* **INFORMATION PROVIDED**:
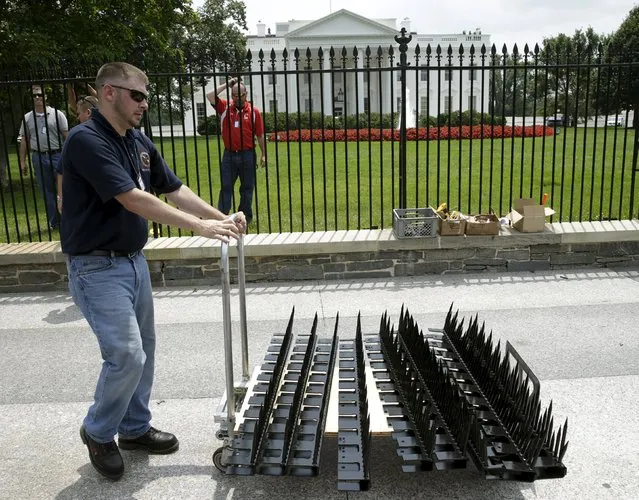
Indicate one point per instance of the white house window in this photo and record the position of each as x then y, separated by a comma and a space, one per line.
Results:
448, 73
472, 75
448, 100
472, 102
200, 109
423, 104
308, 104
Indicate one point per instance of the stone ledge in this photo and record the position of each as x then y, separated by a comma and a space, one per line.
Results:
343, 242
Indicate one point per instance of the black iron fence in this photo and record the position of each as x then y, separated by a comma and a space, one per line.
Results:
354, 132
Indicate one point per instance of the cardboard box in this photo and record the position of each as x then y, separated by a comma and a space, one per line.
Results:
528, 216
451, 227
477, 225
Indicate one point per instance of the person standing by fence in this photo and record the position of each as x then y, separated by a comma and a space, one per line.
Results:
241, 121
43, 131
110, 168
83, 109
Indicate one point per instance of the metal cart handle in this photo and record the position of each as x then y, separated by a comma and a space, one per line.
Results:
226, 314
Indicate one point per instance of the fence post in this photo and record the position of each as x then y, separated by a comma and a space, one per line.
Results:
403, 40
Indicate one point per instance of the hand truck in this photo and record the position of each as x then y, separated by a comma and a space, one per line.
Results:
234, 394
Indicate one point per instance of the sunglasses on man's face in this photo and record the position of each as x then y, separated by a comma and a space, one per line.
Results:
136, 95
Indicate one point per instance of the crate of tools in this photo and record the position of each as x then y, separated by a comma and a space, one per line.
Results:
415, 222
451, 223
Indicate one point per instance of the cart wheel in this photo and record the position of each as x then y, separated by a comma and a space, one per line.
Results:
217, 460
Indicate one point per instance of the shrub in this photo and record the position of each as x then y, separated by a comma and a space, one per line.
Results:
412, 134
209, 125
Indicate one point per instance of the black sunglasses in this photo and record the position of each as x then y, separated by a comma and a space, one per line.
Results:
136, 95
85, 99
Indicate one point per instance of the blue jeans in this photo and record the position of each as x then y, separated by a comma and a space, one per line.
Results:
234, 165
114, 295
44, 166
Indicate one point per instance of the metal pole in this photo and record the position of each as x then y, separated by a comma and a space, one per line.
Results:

* * *

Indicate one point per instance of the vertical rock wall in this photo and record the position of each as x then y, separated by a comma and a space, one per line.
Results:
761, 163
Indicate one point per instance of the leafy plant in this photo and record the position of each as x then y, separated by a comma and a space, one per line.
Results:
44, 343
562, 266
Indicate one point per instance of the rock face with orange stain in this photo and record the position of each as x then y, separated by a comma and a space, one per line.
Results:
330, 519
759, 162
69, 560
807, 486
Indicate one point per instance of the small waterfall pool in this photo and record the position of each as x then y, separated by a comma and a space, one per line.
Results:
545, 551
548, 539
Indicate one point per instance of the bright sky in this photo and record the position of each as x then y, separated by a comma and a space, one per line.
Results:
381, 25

--

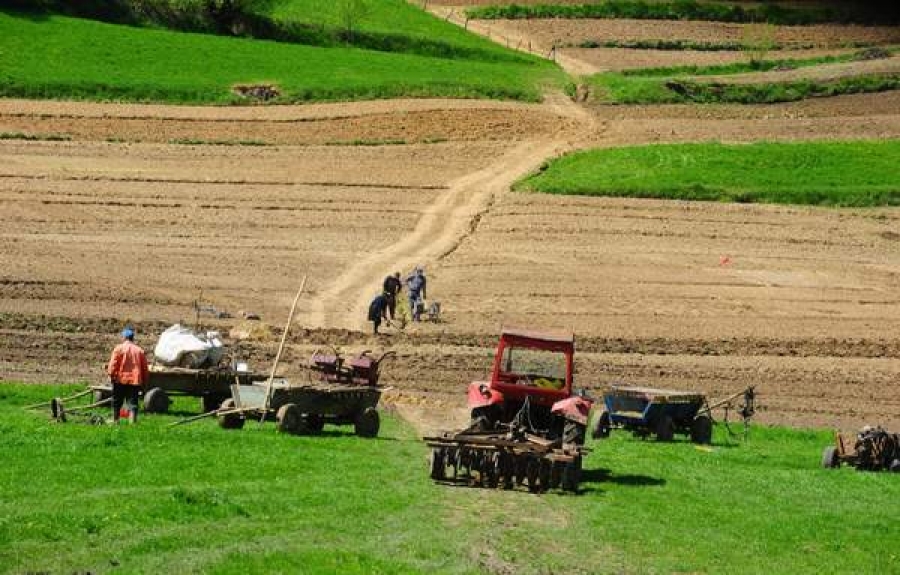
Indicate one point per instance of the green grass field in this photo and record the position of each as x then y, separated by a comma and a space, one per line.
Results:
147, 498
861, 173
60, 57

* **PROMPT**:
Write out exactly the lines above from the line with "Indicate one point per instance of the sunglasses" through the line with "Indicate one point per instance of the cart", both of them included, and leave out all other lines.

* **RESPONSE FOR THIS EXERCISE**:
Indicate one point per instance of the sunglasses on man's face in this photo and record the position of each as x then y, separated by a comma and a space, one per line.
Results:
136, 95
Indicate one point per instance of the crate of tools in this photo and record the position of each as x then y, separated by a comma and a space, one per line.
Results:
415, 222
451, 223
Indicate one point per instance of the cart wheel in this photo and record the position of each as x then y, separated by a comma and a space, one per line.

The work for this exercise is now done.